__Work item__
Each line of the entries below that includes "cardboard" belongs in your answer.

__The records__
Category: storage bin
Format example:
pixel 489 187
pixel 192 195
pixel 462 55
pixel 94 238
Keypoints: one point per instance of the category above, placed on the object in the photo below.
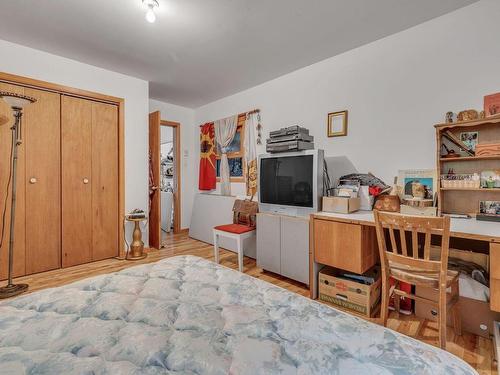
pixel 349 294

--

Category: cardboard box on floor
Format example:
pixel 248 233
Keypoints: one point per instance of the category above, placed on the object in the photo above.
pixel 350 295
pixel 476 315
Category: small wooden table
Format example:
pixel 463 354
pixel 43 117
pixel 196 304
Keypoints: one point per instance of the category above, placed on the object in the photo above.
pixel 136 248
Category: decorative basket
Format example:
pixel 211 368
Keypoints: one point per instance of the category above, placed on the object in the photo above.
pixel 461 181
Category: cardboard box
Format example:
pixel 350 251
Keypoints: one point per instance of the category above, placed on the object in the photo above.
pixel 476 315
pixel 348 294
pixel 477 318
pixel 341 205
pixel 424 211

__Task answer__
Category: cardboard box on floor
Category: cardboard box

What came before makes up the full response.